*** Opening Data ***

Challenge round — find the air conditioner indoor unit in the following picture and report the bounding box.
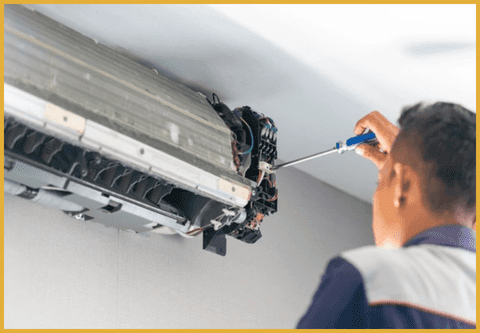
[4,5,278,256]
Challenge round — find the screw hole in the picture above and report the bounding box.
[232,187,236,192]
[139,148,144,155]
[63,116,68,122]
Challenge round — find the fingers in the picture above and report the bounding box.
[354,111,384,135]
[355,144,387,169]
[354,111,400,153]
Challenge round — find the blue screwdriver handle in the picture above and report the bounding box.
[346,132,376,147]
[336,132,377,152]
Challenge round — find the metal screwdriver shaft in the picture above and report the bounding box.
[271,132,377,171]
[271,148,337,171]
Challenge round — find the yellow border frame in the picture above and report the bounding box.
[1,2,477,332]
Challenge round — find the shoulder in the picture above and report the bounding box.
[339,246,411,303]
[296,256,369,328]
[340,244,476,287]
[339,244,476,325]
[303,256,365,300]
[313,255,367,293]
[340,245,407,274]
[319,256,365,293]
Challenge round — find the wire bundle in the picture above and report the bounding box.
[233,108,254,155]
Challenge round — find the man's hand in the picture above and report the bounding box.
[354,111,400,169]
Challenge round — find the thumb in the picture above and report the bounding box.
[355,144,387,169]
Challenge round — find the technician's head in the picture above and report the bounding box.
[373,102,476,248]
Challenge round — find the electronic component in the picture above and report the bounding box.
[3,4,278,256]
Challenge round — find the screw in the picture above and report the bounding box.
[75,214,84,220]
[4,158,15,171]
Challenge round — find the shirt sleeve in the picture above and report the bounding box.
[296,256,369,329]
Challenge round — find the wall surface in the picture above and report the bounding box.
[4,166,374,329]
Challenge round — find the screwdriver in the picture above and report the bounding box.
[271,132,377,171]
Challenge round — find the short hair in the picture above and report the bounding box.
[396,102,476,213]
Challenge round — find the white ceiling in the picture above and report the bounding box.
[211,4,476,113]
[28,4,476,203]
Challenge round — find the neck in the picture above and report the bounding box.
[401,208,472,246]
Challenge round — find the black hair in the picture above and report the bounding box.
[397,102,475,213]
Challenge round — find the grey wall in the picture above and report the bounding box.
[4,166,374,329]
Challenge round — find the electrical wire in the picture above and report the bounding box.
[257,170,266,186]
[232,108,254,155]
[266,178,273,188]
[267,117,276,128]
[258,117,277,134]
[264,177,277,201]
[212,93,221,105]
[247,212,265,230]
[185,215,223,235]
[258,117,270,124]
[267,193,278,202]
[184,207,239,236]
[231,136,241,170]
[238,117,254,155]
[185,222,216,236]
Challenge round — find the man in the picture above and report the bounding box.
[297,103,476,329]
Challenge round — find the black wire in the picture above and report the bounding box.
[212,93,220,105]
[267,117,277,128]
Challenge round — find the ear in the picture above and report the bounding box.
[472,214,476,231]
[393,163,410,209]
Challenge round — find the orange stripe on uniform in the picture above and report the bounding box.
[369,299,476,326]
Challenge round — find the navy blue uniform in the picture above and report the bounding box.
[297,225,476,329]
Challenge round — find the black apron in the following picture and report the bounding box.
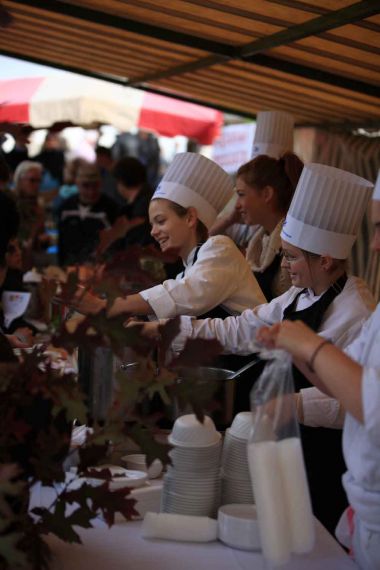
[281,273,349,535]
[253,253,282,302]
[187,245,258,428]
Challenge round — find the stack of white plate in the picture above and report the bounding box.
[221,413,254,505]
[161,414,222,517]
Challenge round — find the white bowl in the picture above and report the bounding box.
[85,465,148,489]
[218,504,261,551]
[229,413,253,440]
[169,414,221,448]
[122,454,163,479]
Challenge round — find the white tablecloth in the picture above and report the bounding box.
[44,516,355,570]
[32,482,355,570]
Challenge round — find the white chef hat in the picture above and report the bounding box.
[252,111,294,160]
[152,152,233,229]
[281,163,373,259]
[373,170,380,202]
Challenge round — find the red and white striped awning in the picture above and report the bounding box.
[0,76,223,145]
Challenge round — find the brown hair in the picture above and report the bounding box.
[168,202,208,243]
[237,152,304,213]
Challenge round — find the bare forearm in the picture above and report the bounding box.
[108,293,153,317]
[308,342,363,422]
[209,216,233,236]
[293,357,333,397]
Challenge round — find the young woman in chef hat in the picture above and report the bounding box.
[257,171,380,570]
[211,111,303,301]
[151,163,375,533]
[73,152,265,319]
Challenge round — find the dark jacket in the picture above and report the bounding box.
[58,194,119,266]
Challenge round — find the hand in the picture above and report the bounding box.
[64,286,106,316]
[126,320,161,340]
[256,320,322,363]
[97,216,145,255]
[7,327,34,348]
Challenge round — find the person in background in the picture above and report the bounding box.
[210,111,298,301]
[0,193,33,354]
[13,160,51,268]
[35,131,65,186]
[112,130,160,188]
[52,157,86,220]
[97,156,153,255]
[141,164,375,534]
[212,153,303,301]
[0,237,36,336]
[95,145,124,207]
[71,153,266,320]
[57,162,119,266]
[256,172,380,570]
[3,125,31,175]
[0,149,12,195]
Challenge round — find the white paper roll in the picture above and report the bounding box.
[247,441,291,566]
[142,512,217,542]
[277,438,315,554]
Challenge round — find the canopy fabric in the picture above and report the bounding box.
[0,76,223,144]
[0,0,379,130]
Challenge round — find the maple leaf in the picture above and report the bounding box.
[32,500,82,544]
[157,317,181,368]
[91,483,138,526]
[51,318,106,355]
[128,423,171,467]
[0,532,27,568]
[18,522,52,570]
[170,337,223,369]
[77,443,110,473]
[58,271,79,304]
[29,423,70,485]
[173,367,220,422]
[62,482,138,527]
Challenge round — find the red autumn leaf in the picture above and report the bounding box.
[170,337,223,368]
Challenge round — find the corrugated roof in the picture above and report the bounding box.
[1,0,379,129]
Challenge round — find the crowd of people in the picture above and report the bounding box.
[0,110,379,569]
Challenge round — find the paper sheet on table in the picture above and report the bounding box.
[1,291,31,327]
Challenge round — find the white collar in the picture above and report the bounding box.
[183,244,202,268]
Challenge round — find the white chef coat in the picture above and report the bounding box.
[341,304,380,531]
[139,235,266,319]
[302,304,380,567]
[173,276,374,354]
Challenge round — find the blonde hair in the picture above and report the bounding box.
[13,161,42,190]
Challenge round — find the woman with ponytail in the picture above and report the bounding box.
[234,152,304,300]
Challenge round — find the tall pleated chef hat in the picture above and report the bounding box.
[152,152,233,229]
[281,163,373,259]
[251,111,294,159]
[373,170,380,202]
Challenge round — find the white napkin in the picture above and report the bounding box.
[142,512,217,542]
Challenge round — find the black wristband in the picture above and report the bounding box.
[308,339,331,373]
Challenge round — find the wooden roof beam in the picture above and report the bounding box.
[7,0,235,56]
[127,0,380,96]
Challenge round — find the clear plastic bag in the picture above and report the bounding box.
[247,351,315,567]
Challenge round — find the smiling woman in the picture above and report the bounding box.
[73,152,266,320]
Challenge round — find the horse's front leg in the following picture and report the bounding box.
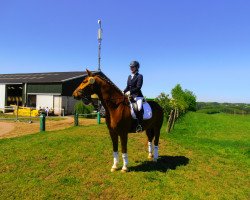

*** Closing Data ***

**Problem to work on:**
When you retype the records, keep every word exactly as written and exclude the pictures.

**Response to the task:**
Challenge round — find the air conditioner indoor unit in the following picture and report the bounding box.
[4,5,278,256]
Challenge round — find the screw hole in the picture above and report the bounding box.
[232,187,236,192]
[139,148,144,155]
[63,116,68,122]
Challenge round — find the fingers in the picture above and report the bounding box.
[354,111,384,135]
[355,144,387,169]
[354,111,400,153]
Challenge round — find the blue screwdriver handle in the picture above and report the bounding box.
[346,132,376,147]
[336,132,377,152]
Challenge round — find the metal screwdriver shaft in the picture above and report the bounding box.
[271,132,377,171]
[271,148,337,171]
Challenge round — find the yellow border frame in the picture above and report the bounding box.
[1,2,477,332]
Challenge round — find the shoulder in the picture above and report the bounding box.
[339,246,411,303]
[296,256,369,328]
[340,244,476,287]
[339,244,476,325]
[303,256,365,300]
[313,255,367,293]
[340,245,407,274]
[319,256,365,293]
Challenge round — find the wire bundle in the picture above and report the bounding box.
[233,108,254,155]
Challenge round — find the man's hand in the picture above and report the bounding box.
[354,111,400,169]
Challenge round — find the thumb in the picture above and report the bounding box.
[355,144,387,169]
Challenge round — find the technician's head in the picture above and report the bounding box.
[373,102,476,248]
Challenge round — find the electronic component in the picture above and report the bounding box.
[3,4,278,256]
Challenge round — find the screw in the picture above and report the bounding box.
[75,214,84,220]
[4,158,15,171]
Challenge round — find the shirt sleeve in the picture above and report the bounding box.
[296,256,369,329]
Challenge round — find the wall surface in the picture above and report the bounding box.
[4,166,374,329]
Challenge round — find the screwdriver in the picture above and report the bounding box.
[271,132,377,171]
Challenge round — find the short hair in the picture above and report the bounding box.
[396,102,476,213]
Challenge round — find the white ceiling in the picture above and report the bounding box.
[211,4,476,113]
[28,4,476,203]
Challenge round — find the neck in the picture above and report the bounding box.
[401,208,472,246]
Challenge round — find the black hair in the picture above and report the bounding box.
[397,102,475,213]
Challenge round — find the grey wall in the picture above and report the bounding box.
[4,166,374,329]
Challenge round — find the electrical wire in the picture above and report the bounding box.
[257,170,266,186]
[232,108,254,155]
[266,178,273,188]
[267,117,276,128]
[258,117,277,134]
[264,177,277,201]
[212,93,221,105]
[247,212,265,230]
[185,215,223,235]
[258,117,270,124]
[267,193,278,202]
[184,207,239,236]
[231,136,241,170]
[238,117,254,155]
[185,222,216,236]
Challenge round — find the man in the picture above and report the bounding box.
[297,103,476,329]
Challenge round — find the black wire in the picture above and report the bounding box.
[212,93,220,105]
[267,117,277,128]
Challenge round — find the ear in the picture above and report the bounding box.
[472,214,476,231]
[393,163,410,209]
Challenge round — find the orange stripe on uniform in the picture above and report the bounding box.
[369,299,476,326]
Challenge round — find the navy blue uniform in the picture above and report the bounding box.
[297,225,476,329]
Challenge round — find the black apron in the following picture and report the bounding box.
[281,273,349,535]
[253,253,282,302]
[187,245,258,428]
Challenge round — find the stack of white plate in the picture above and report the bounding box.
[221,413,254,505]
[161,414,222,517]
Challenge round — find the white bowl in the picture above and report the bounding box.
[85,465,148,489]
[218,504,261,551]
[229,413,253,440]
[169,414,221,448]
[122,454,163,479]
Challenge round — find the white tablecloth in the picture above and report the bounding box.
[44,516,355,570]
[32,482,355,570]
Challenge round — find the white chef hat in the picture above and report the bounding box.
[252,111,294,160]
[152,152,233,229]
[281,163,373,259]
[373,170,380,202]
Challenge round — find the red and white striped awning in the picture above and report the bounding box.
[0,76,223,145]
Challenge round — find the brown hair in the picture above and report the bounding box.
[168,202,208,243]
[237,152,304,213]
Challenge round — find the bare forearm in the picture above and report the bounding box.
[108,293,153,317]
[308,342,363,422]
[209,216,233,236]
[293,357,333,397]
Challenge round — find the young woman in chef hat in the picture above and report the bounding box.
[257,171,380,570]
[211,111,303,301]
[151,163,375,533]
[73,152,265,319]
Challenge round — find the dark jacket in the picture above and report the bounding box.
[58,194,119,266]
Challenge round — find the hand in the picture above and report the bounding box.
[64,286,106,316]
[126,320,161,340]
[256,320,322,363]
[97,216,145,255]
[7,327,34,348]
Challenge round — find the person in background in the picture above and report the bounding box.
[210,111,298,301]
[0,193,33,354]
[13,160,51,268]
[35,131,65,186]
[112,130,160,188]
[52,157,86,220]
[97,156,153,255]
[141,164,375,534]
[212,153,303,301]
[0,237,36,336]
[95,145,124,207]
[71,153,266,320]
[57,162,119,266]
[256,172,380,570]
[3,125,31,175]
[0,149,12,195]
Challenge round — find the white paper roll in the picture above and report the bounding box.
[247,441,291,566]
[142,512,217,542]
[277,438,315,554]
Challenge round — find the canopy fabric in the picture above and report the bounding box.
[0,76,223,144]
[0,0,379,130]
Challenge round — find the maple leaf in the picture above and report the bounding box.
[32,500,82,544]
[157,317,181,368]
[91,483,138,526]
[51,318,106,355]
[128,423,171,467]
[0,532,27,568]
[18,522,52,570]
[170,337,223,369]
[77,443,110,473]
[58,271,79,304]
[29,423,70,485]
[173,367,220,422]
[62,482,138,527]
Challenge round — find the red autumn leaf in the picture above and report the bounding box.
[170,337,223,368]
Challenge round — find the corrugated roof in the picture above and report the bounding box.
[1,0,379,129]
Challenge round — find the crowd of people in the picture above and report the bounding box.
[0,110,379,569]
Challenge round — find the paper sheet on table in the picture above and report the bounding box.
[1,291,31,327]
Challenge round — find the white collar in the picture above and report the bounding box.
[183,244,202,268]
Challenge round — find the white chef coat in the picture above and report the bounding box.
[341,304,380,531]
[139,235,266,319]
[302,304,380,567]
[173,276,374,354]
Challenge round — find the blonde hair in the picture above and report the bounding box.
[13,161,42,190]
Challenge round — find the woman with ponytail in the picture above and report the bounding box.
[234,152,304,300]
Challenge round — find the tall pleated chef hat in the picture above and report the bounding box.
[152,152,233,229]
[281,163,373,259]
[251,111,294,159]
[373,170,380,202]
Challenge round — find the white napkin in the picture above and report the bounding box.
[142,512,217,542]
Challenge round — find the black wristband in the picture above and report the bounding box.
[308,339,331,373]
Challenge round — find the wooden roof beam in the picture above and report the bounding box.
[7,0,235,56]
[127,0,380,96]
Challenge round — find the clear plastic bag in the picture above and report the bounding box.
[247,351,315,567]
Challenge round — find the smiling woman in the picture above and report the bounding box.
[73,152,266,320]
Challenge round — find the horse's front leg in the following picture and report the bounding box.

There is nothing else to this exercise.